→ **TASK**: State how many lines of the records below contain the word "after". Reply with the number alone.

===

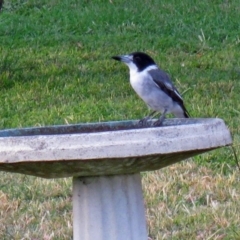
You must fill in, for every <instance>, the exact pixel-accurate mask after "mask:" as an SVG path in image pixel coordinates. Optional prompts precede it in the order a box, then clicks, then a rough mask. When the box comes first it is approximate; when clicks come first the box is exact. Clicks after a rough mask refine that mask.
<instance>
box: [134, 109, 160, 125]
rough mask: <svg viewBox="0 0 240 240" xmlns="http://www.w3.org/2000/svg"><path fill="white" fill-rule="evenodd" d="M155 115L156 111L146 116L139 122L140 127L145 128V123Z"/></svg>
mask: <svg viewBox="0 0 240 240" xmlns="http://www.w3.org/2000/svg"><path fill="white" fill-rule="evenodd" d="M155 113H156V111H153V112H151V113H150V114H149V115H148V116H146V117H144V118H143V119H141V120H140V121H139V123H138V124H139V125H140V126H147V121H148V120H149V119H150V118H151V117H152V116H153V115H154V114H155Z"/></svg>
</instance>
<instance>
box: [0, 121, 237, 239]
mask: <svg viewBox="0 0 240 240" xmlns="http://www.w3.org/2000/svg"><path fill="white" fill-rule="evenodd" d="M137 123H138V121H121V122H105V123H89V124H78V125H67V126H53V127H39V128H24V129H9V130H2V131H0V170H1V171H7V172H13V173H14V172H15V173H23V174H28V175H33V176H38V177H43V178H61V177H73V239H74V240H93V239H94V240H147V228H146V218H145V211H144V203H143V195H142V187H141V177H140V172H142V171H150V170H156V169H160V168H163V167H166V166H168V165H170V164H173V163H176V162H179V161H181V160H184V159H186V158H189V157H192V156H194V155H197V154H201V153H203V152H206V151H210V150H213V149H216V148H219V147H222V146H227V145H230V144H231V143H232V139H231V135H230V132H229V130H228V128H227V127H226V125H225V124H224V122H223V121H222V120H221V119H169V120H165V122H164V124H163V126H162V127H154V128H153V127H148V128H139V127H138V124H137Z"/></svg>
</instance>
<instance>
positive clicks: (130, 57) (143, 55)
mask: <svg viewBox="0 0 240 240" xmlns="http://www.w3.org/2000/svg"><path fill="white" fill-rule="evenodd" d="M112 58H113V59H114V60H117V61H121V62H124V63H125V64H127V65H128V67H129V68H130V69H134V68H137V71H138V72H141V71H143V70H144V69H145V68H147V67H149V66H151V65H155V62H154V60H153V59H152V58H151V57H150V56H148V55H147V54H146V53H143V52H133V53H131V54H129V55H121V56H113V57H112Z"/></svg>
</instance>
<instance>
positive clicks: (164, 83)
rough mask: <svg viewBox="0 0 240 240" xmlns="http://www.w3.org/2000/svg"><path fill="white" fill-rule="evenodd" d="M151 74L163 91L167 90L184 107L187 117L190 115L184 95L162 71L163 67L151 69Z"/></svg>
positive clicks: (150, 74)
mask: <svg viewBox="0 0 240 240" xmlns="http://www.w3.org/2000/svg"><path fill="white" fill-rule="evenodd" d="M149 74H150V75H151V77H152V78H153V81H154V82H155V83H156V85H157V86H158V87H159V88H160V89H161V90H162V91H163V92H165V93H166V94H167V95H168V96H169V97H170V98H171V99H172V100H173V101H174V102H176V103H178V104H179V106H180V107H181V108H182V110H183V112H184V115H185V117H189V113H188V111H187V109H186V108H185V106H184V104H183V99H182V96H181V95H180V93H179V92H178V90H177V89H176V88H175V87H174V85H173V84H172V82H171V79H170V77H169V76H168V74H167V73H165V72H164V71H162V70H161V69H154V70H150V71H149Z"/></svg>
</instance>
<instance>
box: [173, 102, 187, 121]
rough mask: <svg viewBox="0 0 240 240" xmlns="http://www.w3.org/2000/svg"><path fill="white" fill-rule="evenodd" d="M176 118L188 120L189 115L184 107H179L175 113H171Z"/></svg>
mask: <svg viewBox="0 0 240 240" xmlns="http://www.w3.org/2000/svg"><path fill="white" fill-rule="evenodd" d="M173 113H174V115H175V117H177V118H190V114H189V112H188V111H187V109H186V108H185V106H184V105H182V106H180V107H179V108H178V109H177V111H175V112H173Z"/></svg>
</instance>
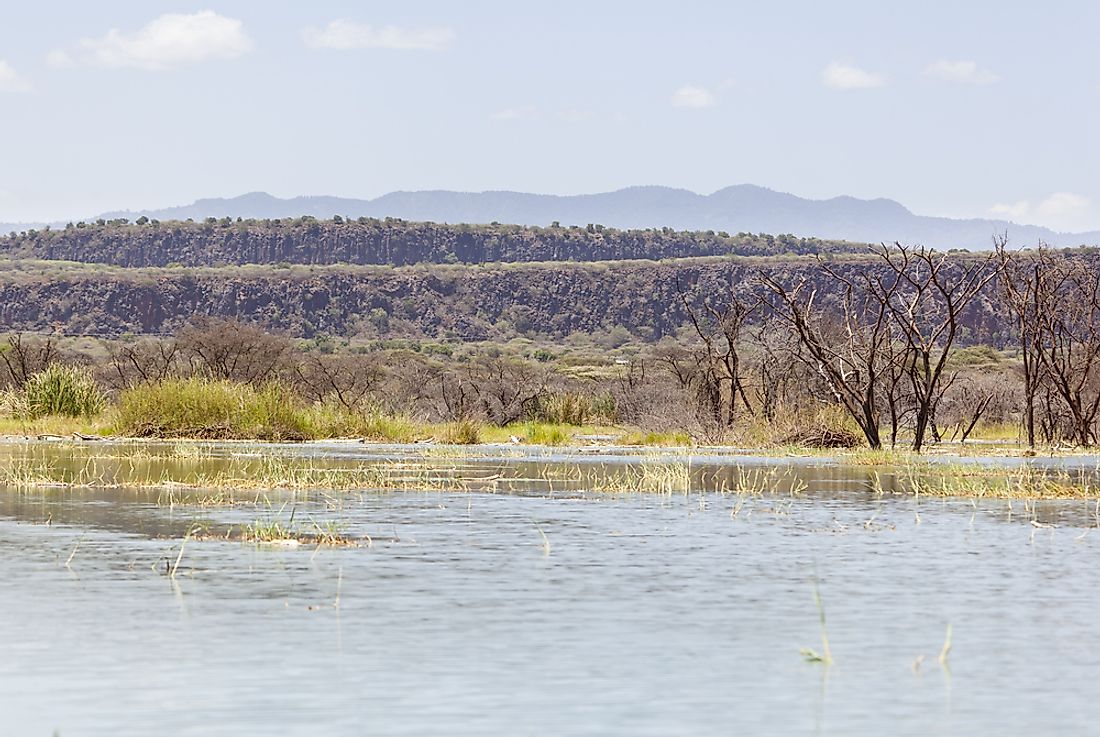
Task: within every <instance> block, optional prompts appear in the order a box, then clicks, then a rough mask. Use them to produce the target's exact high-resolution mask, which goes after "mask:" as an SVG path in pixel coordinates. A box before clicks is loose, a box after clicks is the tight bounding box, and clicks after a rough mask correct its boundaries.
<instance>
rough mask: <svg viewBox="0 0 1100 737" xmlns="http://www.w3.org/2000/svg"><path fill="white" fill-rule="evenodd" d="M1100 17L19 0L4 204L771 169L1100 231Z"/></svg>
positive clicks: (762, 6)
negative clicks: (1096, 35) (1098, 136)
mask: <svg viewBox="0 0 1100 737" xmlns="http://www.w3.org/2000/svg"><path fill="white" fill-rule="evenodd" d="M1097 27H1100V3H1093V2H1087V1H1079V2H1069V1H1058V0H1047V1H1046V2H1043V3H1038V2H1016V1H1005V0H1001V1H1000V2H982V1H972V2H961V1H959V0H956V1H954V2H939V1H936V0H925V1H922V2H903V1H899V2H881V0H876V1H844V0H833V1H831V2H827V3H826V2H811V1H805V2H793V1H783V0H772V1H770V2H767V3H764V2H759V0H757V1H753V2H738V1H718V0H712V1H708V2H703V1H693V0H679V1H678V2H647V1H646V0H631V1H625V2H618V1H613V0H606V1H601V0H587V1H583V2H582V1H573V0H557V1H555V2H552V3H551V2H522V1H519V0H510V1H505V0H500V1H497V0H463V1H462V2H458V1H453V0H452V1H450V2H444V1H434V2H431V1H423V2H418V1H416V0H401V1H381V0H379V1H376V2H370V1H360V2H346V1H344V2H341V1H339V0H311V1H310V2H294V3H290V2H287V3H272V2H259V1H255V0H253V1H244V0H200V1H199V2H197V3H191V2H186V1H183V2H161V1H158V0H97V1H96V2H94V3H92V2H80V3H77V2H72V1H70V0H69V1H66V2H59V1H56V0H36V1H35V2H17V1H15V0H0V221H3V222H32V221H53V220H62V221H64V220H67V219H74V218H80V217H89V216H92V215H96V213H98V212H102V211H107V210H120V209H143V208H158V207H166V206H172V205H183V204H187V202H190V201H193V200H195V199H198V198H201V197H232V196H235V195H240V194H244V193H249V191H256V190H263V191H268V193H271V194H273V195H276V196H279V197H290V196H296V195H337V196H344V197H357V198H371V197H376V196H379V195H383V194H385V193H388V191H393V190H417V189H456V190H465V191H481V190H487V189H510V190H519V191H533V193H546V194H563V195H564V194H582V193H595V191H607V190H612V189H617V188H620V187H627V186H634V185H665V186H672V187H682V188H685V189H691V190H693V191H697V193H703V194H708V193H711V191H714V190H717V189H720V188H723V187H726V186H729V185H734V184H745V183H748V184H756V185H761V186H764V187H770V188H772V189H778V190H782V191H789V193H793V194H795V195H800V196H803V197H811V198H827V197H834V196H837V195H851V196H855V197H861V198H875V197H889V198H891V199H895V200H898V201H900V202H902V204H903V205H905V206H906V207H909V208H910V209H912V210H913V211H915V212H919V213H922V215H942V216H949V217H998V218H1003V219H1008V220H1013V221H1016V222H1027V223H1035V224H1042V226H1047V227H1051V228H1054V229H1057V230H1064V231H1080V230H1095V229H1100V177H1098V176H1097V175H1096V173H1097V172H1098V171H1100V145H1098V143H1097V135H1098V133H1097V130H1100V128H1098V119H1100V44H1097V43H1096V29H1097Z"/></svg>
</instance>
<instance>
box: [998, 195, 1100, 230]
mask: <svg viewBox="0 0 1100 737" xmlns="http://www.w3.org/2000/svg"><path fill="white" fill-rule="evenodd" d="M1091 210H1092V200H1090V199H1089V198H1088V197H1085V196H1084V195H1076V194H1074V193H1069V191H1056V193H1054V194H1053V195H1049V196H1047V197H1046V198H1044V199H1043V200H1041V201H1040V202H1038V204H1036V205H1032V204H1031V202H1030V201H1027V200H1020V201H1019V202H1009V204H1005V202H998V204H997V205H994V206H993V207H991V208H989V212H990V215H996V216H998V217H1001V218H1008V219H1011V220H1016V221H1029V222H1040V223H1042V224H1045V226H1048V227H1051V228H1056V229H1059V228H1060V229H1070V230H1073V229H1080V228H1088V227H1090V226H1089V223H1090V222H1091V218H1090V216H1091Z"/></svg>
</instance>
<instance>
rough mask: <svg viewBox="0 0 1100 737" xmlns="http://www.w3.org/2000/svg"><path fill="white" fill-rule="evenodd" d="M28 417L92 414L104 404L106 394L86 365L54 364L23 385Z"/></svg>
mask: <svg viewBox="0 0 1100 737" xmlns="http://www.w3.org/2000/svg"><path fill="white" fill-rule="evenodd" d="M23 396H24V397H25V409H26V414H27V417H30V418H31V419H35V418H38V417H51V416H59V417H95V416H97V415H99V414H100V412H102V411H103V408H105V407H106V406H107V395H105V394H103V393H102V392H101V390H100V388H99V386H97V385H96V379H95V378H94V377H92V375H91V372H90V371H89V370H88V368H87V367H86V366H73V365H63V364H59V363H53V364H50V365H48V366H46V367H45V368H44V370H43V371H40V372H38V373H36V374H34V375H33V376H31V377H30V378H29V379H27V381H26V384H25V385H24V386H23Z"/></svg>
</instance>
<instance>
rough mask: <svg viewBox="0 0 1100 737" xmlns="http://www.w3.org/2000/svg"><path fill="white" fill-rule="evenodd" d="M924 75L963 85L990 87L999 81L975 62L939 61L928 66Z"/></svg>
mask: <svg viewBox="0 0 1100 737" xmlns="http://www.w3.org/2000/svg"><path fill="white" fill-rule="evenodd" d="M924 74H926V75H928V76H930V77H937V78H939V79H943V80H945V81H954V83H959V84H963V85H991V84H992V83H994V81H997V80H998V79H1000V77H998V76H997V75H996V74H993V73H992V72H990V70H989V69H982V68H981V67H979V66H978V63H977V62H969V61H959V62H949V61H947V59H941V61H938V62H936V63H935V64H930V65H928V66H927V67H926V68H925V69H924Z"/></svg>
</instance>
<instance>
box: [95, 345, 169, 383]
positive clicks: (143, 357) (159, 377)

===

→ **ANSWER BOX**: 2